● **WRITTEN EXERCISE 1**
How would you translate the sentence "Only include tables essential to answer the question." from the SQL query guidelines into Spanish?

● **DOCUMENT EXCERPT**
Start

2. **Aggregation (MAX/MIN):**
    - Always perform JOINs before using MAX() or MIN().
3. **ORDER BY with Distinct Values:**
    - Use `GROUP BY <column>` before `ORDER BY <column> ASC|DESC` to ensure distinct values.
4. **Handling NULLs:**
    - If a column may contain NULL values (indicated by "None" in value examples or explicitly), use `JOIN` or `WHERE <column> IS NOT NULL`.
5. **FROM/JOIN Clauses:**
    - Only include tables essential to answer the question.
6. **Strictly Follow Hints:**
    - Adhere to all provided hints.
7. **Thorough Question Analysis:**
    - Address all conditions mentioned in the question.
8. **DISTINCT Keyword:**
    - Use `SELECT DISTINCT` when the question requires unique values (e.g., IDs, URLs). 
    - Refer to column statistics ("Value Statics") to determine if `DISTINCT` is necessary.
9. **Column Selection:**
    - Carefully analyze column descriptions and hints to choose the correct column when similar columns exist across tables.
10. **String Concatenation:**
    - Never use `|| ' ' ||` or any other method to concatenate strings in the `SELECT` clause. 
11. **JOIN Preference:**
    - Prioritize `INNER JOIN` over nested `SELECT` statements.
12. **SQLite Functions Only:**
    - Use only functions available in SQLite.
13. **Date Processing:**
    - Utilize `STRFTIME()` for date manipulation (e.g., `STRFTIME('%Y', SOMETIME)` to extract the year).

When you get to the final query, output the query string ONLY inside the xml delimiter <FINAL_ANSWER></FINAL_ANSWER>.

Here are some examples

======= Example =======
**************************
【Table creation statements】
CREATE TABLE generalinfo
(
	id_restaurant INTEGER not null primary key,
	food_type TEXT null, -- examples: `thai`| `food type` description: the food type
	city TEXT null, -- description: the city where the restaurant is located in
);

CREATE TABLE location
(
	id_restaurant INTEGER not null primary key,
	street_name TEXT null, -- examples: `ave`, `san pablo ave`, `pablo ave`| `street name` description: the street name of the restaurant
	city TEXT null, -- description: the city where the restaurant is located in
	foreign key (id_restaurant) references generalinfo (id_restaurant) on update cascade on delete cascade,
);


**************************
【Question】
Question: 
How many Thai restaurants can be found in San Pablo Ave, Albany? 

Evidence:
Thai restaurant refers to food_type = 'thai'; San Pablo Ave Albany refers to street_name = 'san pablo ave' AND T1.city = 'albany'

**************************
【Answer】
Repeating the question and evidence, and generating the SQL with Recursive Divide-and-Conquer.
**Question**: How many Thai restaurants can be found in San Pablo Ave, Albany? 
**Evidence**: Thai restaurant refers to food_type = 'thai'; San Pablo Ave Albany refers to street_name = 'san pablo ave' AND T1.city = 'albany'

**Query Plan**:

** Preparation Steps:**
1. Initialize the process: Start preparing to execute the query.

End

Some rows
Start

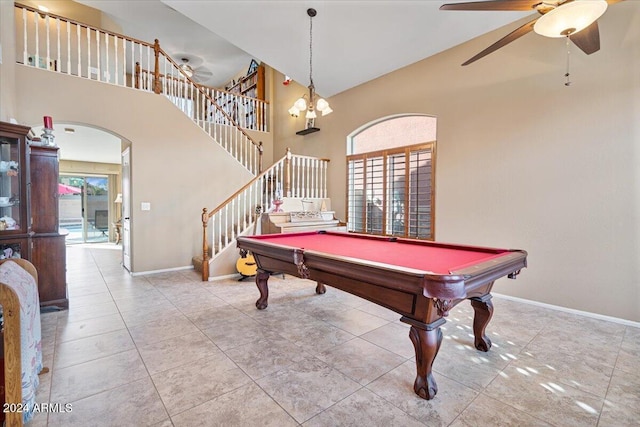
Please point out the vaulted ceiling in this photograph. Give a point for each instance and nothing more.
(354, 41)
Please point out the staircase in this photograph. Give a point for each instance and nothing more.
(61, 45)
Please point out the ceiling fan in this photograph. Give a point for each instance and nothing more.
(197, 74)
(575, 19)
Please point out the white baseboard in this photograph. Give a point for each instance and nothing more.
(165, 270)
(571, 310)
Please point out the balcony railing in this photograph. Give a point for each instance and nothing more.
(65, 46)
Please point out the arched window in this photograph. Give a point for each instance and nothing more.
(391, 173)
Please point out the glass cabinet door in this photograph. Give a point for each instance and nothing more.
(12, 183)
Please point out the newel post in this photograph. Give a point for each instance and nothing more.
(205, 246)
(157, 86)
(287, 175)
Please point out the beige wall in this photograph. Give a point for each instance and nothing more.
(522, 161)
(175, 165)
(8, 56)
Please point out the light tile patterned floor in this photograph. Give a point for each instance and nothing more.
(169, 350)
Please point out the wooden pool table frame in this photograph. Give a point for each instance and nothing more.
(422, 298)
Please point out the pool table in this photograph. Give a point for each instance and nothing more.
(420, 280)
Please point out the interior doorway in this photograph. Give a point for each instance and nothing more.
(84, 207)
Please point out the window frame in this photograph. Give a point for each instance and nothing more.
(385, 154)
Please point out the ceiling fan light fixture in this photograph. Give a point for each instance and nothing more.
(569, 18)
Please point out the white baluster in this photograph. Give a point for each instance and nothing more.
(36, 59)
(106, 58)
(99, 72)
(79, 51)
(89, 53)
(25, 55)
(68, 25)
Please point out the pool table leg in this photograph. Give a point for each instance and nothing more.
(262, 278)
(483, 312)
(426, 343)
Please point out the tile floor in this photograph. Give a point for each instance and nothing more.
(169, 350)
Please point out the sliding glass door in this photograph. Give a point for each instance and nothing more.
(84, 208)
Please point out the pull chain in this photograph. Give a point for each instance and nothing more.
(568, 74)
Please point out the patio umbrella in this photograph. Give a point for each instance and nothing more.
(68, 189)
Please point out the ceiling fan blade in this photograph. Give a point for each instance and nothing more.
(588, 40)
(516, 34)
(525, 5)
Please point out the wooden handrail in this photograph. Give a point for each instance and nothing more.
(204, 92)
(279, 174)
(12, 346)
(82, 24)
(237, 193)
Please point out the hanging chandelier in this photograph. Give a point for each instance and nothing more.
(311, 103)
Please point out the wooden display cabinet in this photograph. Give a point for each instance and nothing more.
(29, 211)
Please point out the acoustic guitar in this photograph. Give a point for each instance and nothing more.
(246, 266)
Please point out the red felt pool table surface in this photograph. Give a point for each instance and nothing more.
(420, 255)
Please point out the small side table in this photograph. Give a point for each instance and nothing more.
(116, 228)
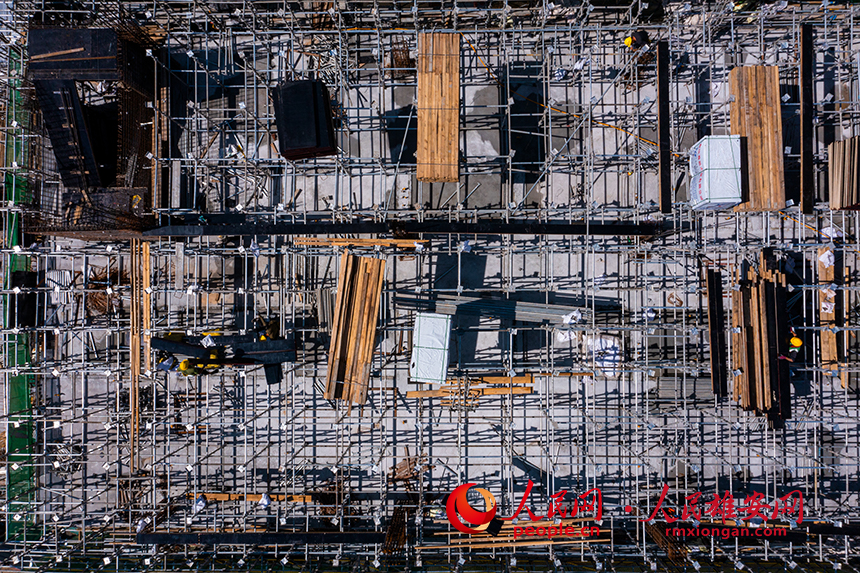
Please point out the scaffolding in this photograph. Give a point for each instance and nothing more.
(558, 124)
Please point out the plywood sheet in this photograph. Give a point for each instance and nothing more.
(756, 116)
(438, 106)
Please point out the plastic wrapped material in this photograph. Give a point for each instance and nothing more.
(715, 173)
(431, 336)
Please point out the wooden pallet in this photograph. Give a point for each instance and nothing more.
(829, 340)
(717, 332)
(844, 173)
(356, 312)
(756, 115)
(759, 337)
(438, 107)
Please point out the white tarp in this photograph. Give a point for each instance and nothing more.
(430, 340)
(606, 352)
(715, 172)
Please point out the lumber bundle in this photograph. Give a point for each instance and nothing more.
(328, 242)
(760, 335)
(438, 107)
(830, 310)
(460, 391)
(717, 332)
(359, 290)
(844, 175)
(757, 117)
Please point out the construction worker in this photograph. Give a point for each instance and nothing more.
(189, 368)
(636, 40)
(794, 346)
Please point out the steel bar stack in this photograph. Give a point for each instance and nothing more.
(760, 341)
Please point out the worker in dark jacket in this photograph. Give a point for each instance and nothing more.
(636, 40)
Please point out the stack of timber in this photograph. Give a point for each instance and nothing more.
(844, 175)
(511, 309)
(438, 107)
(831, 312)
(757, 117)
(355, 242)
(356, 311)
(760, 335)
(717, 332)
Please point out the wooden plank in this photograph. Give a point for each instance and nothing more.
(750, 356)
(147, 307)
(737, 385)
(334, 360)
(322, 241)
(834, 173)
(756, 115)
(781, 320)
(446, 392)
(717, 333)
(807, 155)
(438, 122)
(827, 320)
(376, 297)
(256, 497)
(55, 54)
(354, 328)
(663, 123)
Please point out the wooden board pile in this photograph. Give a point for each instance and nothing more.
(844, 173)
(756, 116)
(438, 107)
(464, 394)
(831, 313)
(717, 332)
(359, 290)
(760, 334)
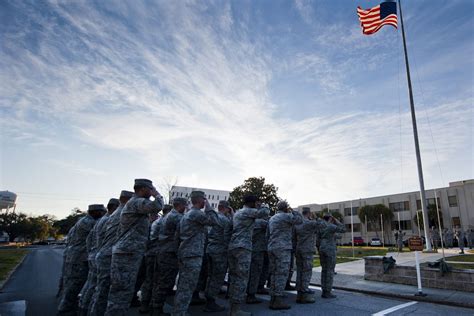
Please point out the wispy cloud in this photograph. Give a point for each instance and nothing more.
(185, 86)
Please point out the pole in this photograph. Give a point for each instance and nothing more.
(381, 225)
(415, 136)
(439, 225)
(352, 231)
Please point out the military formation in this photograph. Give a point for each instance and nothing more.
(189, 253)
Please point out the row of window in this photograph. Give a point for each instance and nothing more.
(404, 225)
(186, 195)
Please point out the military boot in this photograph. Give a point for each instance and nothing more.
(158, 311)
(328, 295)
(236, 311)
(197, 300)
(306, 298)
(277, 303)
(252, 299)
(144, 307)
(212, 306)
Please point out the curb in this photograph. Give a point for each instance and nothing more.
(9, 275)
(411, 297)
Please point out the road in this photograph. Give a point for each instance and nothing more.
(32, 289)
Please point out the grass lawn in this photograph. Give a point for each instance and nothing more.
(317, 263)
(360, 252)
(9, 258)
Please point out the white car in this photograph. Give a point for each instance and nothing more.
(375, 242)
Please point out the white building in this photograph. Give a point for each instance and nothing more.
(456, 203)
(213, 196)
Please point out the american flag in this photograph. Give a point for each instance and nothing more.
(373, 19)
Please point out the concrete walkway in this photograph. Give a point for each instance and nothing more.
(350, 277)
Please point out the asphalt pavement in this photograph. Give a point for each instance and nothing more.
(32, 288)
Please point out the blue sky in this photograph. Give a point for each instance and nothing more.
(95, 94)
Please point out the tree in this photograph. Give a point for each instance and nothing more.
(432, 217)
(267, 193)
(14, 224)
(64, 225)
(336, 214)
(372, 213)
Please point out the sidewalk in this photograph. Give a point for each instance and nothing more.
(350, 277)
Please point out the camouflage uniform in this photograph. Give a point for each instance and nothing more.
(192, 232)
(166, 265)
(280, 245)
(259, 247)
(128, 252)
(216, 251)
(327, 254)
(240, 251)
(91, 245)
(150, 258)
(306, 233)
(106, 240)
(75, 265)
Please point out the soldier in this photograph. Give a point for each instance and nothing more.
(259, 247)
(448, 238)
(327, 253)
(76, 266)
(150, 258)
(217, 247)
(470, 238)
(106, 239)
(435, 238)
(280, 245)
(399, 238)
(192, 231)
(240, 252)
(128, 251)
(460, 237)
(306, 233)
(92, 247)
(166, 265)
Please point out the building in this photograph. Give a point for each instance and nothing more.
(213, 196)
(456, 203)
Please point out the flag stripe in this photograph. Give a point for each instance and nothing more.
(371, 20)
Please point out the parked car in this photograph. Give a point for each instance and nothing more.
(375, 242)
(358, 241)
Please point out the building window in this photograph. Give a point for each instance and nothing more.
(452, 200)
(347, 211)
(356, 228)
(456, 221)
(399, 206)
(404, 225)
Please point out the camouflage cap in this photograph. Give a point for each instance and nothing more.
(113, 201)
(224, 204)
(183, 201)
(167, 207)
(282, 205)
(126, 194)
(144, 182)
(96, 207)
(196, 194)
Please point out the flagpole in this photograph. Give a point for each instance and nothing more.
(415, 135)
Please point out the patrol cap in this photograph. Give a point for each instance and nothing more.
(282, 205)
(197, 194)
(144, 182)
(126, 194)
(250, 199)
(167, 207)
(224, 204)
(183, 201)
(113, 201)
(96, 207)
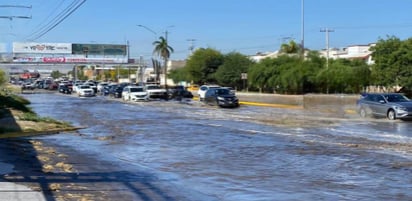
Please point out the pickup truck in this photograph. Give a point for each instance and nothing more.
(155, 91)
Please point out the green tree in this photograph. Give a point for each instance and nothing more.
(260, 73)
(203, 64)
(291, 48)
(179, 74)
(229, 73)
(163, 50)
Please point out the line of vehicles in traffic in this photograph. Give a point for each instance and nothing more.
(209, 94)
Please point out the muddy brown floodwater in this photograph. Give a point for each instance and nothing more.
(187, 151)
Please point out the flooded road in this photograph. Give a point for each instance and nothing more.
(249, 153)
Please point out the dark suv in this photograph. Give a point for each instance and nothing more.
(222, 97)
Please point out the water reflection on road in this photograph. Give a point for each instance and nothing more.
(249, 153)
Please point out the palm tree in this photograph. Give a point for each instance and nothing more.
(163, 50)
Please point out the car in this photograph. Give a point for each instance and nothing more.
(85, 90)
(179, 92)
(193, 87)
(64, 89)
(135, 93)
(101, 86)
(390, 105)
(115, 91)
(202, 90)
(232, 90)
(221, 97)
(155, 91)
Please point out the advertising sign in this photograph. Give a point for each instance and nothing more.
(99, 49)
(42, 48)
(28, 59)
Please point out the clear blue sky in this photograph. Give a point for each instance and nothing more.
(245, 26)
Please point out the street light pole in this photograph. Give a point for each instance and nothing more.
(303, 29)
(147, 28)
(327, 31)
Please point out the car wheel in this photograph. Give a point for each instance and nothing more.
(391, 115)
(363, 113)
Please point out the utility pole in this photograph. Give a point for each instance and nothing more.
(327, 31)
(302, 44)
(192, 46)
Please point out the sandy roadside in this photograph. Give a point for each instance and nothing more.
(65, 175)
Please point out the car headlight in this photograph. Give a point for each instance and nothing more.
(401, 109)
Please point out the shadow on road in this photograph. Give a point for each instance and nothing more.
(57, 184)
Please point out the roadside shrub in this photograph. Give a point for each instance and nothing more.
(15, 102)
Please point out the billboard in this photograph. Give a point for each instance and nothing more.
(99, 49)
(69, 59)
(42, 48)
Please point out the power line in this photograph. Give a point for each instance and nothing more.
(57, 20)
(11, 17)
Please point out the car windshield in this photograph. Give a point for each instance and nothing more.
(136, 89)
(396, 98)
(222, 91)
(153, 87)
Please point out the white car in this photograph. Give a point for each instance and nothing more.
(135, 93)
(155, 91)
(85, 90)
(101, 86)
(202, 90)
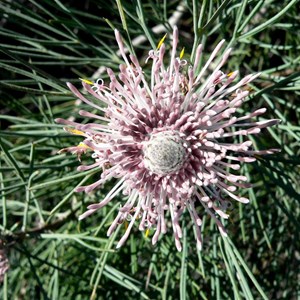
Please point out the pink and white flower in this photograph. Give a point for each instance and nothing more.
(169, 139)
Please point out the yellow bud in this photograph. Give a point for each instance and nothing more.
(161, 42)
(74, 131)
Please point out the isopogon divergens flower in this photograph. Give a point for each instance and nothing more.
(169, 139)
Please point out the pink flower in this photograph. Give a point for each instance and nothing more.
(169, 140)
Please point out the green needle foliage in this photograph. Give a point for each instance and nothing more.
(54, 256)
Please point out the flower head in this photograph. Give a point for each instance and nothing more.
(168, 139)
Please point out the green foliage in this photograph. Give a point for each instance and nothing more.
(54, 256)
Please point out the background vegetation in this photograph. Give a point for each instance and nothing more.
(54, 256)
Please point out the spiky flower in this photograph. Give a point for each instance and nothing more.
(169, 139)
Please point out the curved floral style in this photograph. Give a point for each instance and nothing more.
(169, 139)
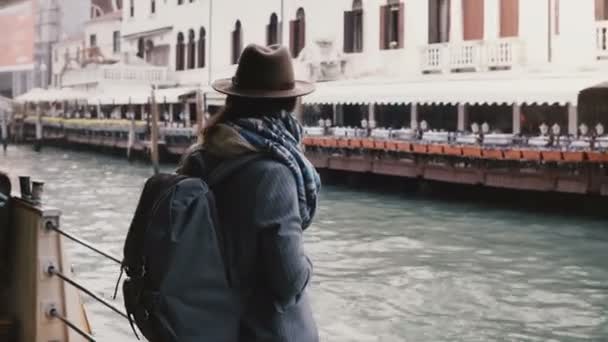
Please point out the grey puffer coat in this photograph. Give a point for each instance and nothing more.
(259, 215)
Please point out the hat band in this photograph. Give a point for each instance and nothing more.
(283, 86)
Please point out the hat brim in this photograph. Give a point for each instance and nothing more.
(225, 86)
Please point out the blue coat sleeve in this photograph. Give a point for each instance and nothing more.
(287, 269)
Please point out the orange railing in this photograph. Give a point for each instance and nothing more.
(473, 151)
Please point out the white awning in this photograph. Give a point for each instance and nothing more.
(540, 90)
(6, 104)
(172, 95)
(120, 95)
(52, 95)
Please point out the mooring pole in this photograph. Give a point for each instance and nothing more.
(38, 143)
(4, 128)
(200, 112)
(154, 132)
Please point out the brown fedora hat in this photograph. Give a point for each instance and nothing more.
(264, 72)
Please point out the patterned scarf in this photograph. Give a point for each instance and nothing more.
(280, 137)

End

● **WRITTEN EXERCISE 2**
How many lines of the rows above contain the string "tile"? Tally them and reply with the number alone.

● **FULL RESPONSE 1**
Incluya solo las tablas esenciales para responder la pregunta.

● **FULL RESPONSE 2**
2